Shape labeling records
━━━━

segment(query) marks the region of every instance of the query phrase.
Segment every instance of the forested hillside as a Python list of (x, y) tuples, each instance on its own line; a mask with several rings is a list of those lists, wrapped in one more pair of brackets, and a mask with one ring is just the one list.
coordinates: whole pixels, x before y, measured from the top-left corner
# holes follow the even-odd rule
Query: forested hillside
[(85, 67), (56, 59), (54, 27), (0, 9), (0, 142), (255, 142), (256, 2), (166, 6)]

━━━━

### To be done
Your task is to reproduce the whole listing exactly.

### Response
segment(query) marks the region of every instance of the query phrase.
Segment every instance of the forested hillside as a Python list of (x, y) tuples, each instance on its own line; a mask with several rings is a list of those lists, wrapped in one more pair of brackets, and a mask with one ring is just the one list.
coordinates: whole pixels, x before y, measured from the top-left corner
# holes follow the even-odd rule
Query: forested hillside
[(85, 67), (56, 59), (54, 27), (0, 9), (0, 142), (255, 142), (256, 2), (166, 6)]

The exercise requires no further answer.